● **What this task involves**: Exactly the lines from the one containing "Identify a point for each instance of the yellow tennis ball" through the end of the data below are to be reproduced, and nothing besides them.

Entries from a point annotation set:

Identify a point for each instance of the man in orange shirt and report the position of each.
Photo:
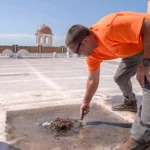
(123, 35)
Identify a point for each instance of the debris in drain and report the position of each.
(62, 125)
(46, 125)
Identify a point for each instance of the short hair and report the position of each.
(76, 33)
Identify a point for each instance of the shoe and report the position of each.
(132, 144)
(125, 106)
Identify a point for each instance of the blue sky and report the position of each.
(21, 18)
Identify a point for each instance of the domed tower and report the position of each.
(44, 36)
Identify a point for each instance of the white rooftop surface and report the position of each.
(42, 82)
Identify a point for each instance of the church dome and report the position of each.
(43, 29)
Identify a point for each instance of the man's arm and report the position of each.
(92, 84)
(143, 71)
(145, 33)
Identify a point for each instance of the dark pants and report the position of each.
(127, 69)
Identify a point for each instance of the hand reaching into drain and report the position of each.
(84, 109)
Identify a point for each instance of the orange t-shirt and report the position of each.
(118, 37)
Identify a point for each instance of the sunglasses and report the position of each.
(77, 50)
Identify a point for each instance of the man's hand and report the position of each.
(84, 108)
(141, 73)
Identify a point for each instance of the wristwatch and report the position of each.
(146, 62)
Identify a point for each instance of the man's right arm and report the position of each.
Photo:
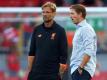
(32, 51)
(30, 61)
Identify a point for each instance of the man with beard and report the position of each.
(83, 59)
(48, 49)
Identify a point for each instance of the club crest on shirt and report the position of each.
(40, 35)
(53, 36)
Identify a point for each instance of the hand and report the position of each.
(63, 68)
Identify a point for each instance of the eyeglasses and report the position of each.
(46, 12)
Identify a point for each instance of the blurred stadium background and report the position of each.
(19, 17)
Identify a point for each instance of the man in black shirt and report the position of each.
(48, 49)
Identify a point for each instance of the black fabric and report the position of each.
(49, 46)
(84, 76)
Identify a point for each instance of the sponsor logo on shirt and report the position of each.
(53, 36)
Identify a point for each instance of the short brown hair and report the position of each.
(51, 5)
(79, 8)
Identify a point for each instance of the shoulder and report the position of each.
(59, 28)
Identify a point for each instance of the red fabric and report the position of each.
(13, 62)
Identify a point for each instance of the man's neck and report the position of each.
(48, 24)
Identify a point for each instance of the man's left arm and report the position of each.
(89, 43)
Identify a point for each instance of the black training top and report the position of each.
(49, 46)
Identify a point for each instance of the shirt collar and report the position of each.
(81, 23)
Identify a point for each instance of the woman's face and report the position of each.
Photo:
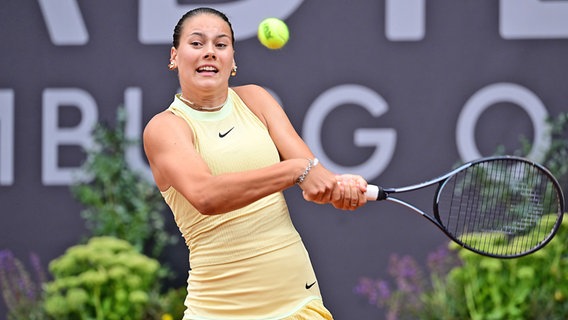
(205, 55)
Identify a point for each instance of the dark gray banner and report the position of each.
(396, 90)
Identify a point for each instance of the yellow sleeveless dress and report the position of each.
(249, 263)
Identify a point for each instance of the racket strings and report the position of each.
(500, 207)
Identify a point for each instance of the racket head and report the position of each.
(503, 207)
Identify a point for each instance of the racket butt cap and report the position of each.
(372, 193)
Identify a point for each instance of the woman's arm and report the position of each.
(169, 146)
(320, 185)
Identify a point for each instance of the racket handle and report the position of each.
(372, 193)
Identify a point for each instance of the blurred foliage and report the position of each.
(459, 284)
(21, 289)
(118, 201)
(106, 278)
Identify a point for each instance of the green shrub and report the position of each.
(22, 289)
(118, 201)
(459, 284)
(107, 278)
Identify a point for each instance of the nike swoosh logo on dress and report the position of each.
(222, 135)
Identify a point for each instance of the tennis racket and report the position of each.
(503, 207)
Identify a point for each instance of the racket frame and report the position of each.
(379, 193)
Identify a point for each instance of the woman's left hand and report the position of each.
(353, 188)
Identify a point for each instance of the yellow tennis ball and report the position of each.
(273, 33)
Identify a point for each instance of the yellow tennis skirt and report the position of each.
(314, 310)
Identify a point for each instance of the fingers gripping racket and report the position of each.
(502, 207)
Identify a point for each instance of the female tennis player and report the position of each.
(221, 157)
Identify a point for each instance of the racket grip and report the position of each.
(372, 193)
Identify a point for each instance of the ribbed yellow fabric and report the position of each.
(228, 250)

● **Output**:
Identify a point for each instance of the yellow tennis ball and report the position of each.
(273, 33)
Identify a point for each instance of the yellow tennis skirt and report the position of each.
(314, 310)
Identify a point for each instance of the fingers gripping racket and report the position of each.
(502, 207)
Identify a point for each instance of the female tennis player and report the position of each.
(221, 157)
Identify a point for each instance of the racket grip and report the position of each.
(372, 193)
Identify a point for each instance of the ribbed yellow fabric and report the position of each.
(228, 250)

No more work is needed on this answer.